By Matt Olberding ; Updated July 18, 2017

Waterless hand soap is commonly referred to as hand sanitizer. Hand sanitizers are lotions or gels that you use to disinfect your hands when hand-washing isn't an option. Hand sanitizers usually contain either alcohol or an antibacterial substance as their active ingredient. Although these products can help prevent the spread of diseases such as colds and flu, they also carry some dangers.

Alcohol Posioning

Most hand sanitizers are 60 percent to 65 percent alcohol by volume, according to the Maryland Poison Center, which is a higher alcohol content than most hard liquors. Although experts say that children must ingest huge amounts of the sanitizer to be poisoned, the number of calls to the American Association of Poison Control Centers reporting hand sanitizer incidents rose more than 70 percent between 2005 and 2007.

§ Task instructions
Please write out the passage about waterless hand soap word for word, starting at "By Matt Olberding" and ending at "2005 and 2007.".

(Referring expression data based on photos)

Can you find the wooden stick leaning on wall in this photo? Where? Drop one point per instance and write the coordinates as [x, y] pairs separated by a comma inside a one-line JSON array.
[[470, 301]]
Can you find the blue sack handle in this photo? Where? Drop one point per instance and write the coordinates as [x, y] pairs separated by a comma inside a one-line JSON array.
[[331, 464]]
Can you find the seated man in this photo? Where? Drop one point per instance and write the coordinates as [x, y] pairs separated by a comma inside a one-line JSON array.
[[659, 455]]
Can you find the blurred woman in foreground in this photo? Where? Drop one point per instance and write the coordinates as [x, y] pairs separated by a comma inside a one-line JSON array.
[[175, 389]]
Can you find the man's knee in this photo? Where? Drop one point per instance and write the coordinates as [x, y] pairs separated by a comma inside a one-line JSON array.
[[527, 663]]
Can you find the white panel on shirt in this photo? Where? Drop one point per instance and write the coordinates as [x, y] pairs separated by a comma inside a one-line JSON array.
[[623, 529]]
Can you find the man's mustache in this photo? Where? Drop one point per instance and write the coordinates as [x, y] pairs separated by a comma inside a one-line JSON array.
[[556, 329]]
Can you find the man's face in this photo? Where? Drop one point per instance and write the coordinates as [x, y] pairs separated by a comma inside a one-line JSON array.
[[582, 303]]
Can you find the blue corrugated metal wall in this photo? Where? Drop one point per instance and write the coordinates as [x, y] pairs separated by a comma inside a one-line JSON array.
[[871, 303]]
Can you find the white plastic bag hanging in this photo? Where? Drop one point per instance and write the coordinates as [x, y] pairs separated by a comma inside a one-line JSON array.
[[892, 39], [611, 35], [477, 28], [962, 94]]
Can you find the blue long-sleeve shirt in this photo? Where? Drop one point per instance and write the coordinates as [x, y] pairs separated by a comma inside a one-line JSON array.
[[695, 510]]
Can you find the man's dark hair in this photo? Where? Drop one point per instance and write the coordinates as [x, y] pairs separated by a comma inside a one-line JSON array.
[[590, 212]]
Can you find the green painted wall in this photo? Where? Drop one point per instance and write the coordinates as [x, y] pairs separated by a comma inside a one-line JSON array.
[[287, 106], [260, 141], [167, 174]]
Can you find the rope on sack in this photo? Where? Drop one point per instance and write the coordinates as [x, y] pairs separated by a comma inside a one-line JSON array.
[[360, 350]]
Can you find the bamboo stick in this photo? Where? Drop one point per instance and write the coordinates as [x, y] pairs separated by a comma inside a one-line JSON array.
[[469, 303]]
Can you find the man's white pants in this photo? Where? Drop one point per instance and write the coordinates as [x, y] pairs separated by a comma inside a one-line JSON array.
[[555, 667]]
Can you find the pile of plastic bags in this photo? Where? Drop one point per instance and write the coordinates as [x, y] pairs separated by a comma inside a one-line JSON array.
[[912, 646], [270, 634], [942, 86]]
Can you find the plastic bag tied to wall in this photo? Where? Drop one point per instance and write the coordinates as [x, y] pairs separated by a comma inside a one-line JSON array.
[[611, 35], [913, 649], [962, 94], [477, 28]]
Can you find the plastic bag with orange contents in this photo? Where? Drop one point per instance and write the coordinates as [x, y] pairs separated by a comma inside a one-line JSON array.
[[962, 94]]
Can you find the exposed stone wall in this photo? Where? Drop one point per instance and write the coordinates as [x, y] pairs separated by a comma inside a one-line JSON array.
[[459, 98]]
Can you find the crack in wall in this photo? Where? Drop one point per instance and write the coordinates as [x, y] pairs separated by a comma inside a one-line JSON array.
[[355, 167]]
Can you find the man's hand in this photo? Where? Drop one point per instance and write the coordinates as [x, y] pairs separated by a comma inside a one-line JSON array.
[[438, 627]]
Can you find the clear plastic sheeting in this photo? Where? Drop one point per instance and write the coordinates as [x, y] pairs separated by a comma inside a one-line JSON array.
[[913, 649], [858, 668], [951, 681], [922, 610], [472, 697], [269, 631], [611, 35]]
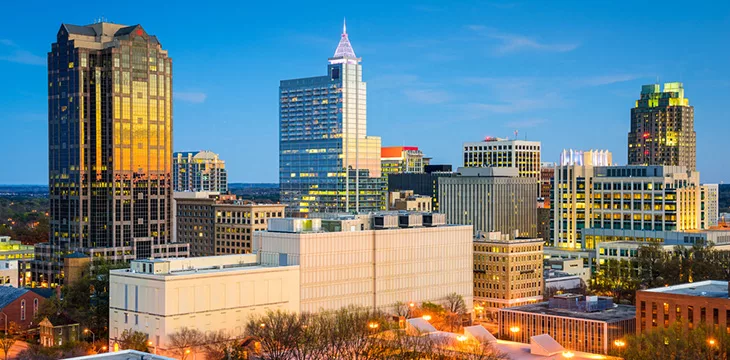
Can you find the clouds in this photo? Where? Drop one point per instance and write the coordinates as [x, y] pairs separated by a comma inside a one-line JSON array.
[[190, 97], [9, 51]]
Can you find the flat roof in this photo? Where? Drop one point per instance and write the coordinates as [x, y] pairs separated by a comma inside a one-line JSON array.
[[709, 289], [617, 313]]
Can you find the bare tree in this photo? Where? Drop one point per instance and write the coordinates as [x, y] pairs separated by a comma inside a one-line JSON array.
[[185, 341]]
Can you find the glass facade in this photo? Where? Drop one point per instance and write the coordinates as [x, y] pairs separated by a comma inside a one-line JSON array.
[[110, 140], [327, 163]]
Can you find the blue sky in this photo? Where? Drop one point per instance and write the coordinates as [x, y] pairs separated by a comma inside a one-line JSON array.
[[439, 73]]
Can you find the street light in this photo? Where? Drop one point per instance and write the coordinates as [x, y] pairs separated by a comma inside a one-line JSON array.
[[93, 336]]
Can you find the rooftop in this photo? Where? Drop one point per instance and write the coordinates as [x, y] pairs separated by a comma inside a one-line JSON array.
[[617, 313], [709, 288]]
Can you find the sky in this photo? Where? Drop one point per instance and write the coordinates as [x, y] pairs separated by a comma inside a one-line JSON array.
[[440, 73]]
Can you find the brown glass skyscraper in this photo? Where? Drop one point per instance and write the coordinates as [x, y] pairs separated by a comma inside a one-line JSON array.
[[662, 128], [110, 141]]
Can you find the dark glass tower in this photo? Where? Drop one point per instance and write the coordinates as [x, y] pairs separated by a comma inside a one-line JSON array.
[[110, 141], [327, 163], [662, 128]]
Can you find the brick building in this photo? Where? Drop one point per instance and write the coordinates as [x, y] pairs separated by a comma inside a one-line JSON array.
[[691, 304], [19, 306]]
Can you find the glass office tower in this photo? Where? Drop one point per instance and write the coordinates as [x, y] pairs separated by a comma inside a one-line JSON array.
[[327, 163], [110, 141]]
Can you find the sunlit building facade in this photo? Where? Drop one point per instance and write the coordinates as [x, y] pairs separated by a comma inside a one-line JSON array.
[[327, 163], [662, 128], [110, 141], [199, 171]]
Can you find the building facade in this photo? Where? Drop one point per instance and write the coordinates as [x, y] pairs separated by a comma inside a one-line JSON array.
[[660, 198], [580, 323], [402, 160], [216, 224], [372, 261], [691, 304], [110, 141], [507, 271], [327, 163], [158, 297], [495, 152], [199, 171], [710, 205], [662, 128], [490, 199]]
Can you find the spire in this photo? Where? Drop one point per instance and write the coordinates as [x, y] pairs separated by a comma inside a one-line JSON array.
[[344, 48]]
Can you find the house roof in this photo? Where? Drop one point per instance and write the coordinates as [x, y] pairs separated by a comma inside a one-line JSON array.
[[9, 294]]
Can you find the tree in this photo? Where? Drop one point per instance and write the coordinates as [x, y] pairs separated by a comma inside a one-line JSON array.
[[6, 342], [134, 340], [455, 310], [185, 341]]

§ Response to this task
By Matt Olberding ; Updated July 18, 2017

Waterless hand soap is commonly referred to as hand sanitizer. Hand sanitizers are lotions or gels that you use to disinfect your hands when hand-washing isn't an option. Hand sanitizers usually contain either alcohol or an antibacterial substance as their active ingredient. Although these products can help prevent the spread of diseases such as colds and flu, they also carry some dangers.

Alcohol Posioning

Most hand sanitizers are 60 percent to 65 percent alcohol by volume, according to the Maryland Poison Center, which is a higher alcohol content than most hard liquors. Although experts say that children must ingest huge amounts of the sanitizer to be poisoned, the number of calls to the American Association of Poison Control Centers reporting hand sanitizer incidents rose more than 70 percent between 2005 and 2007.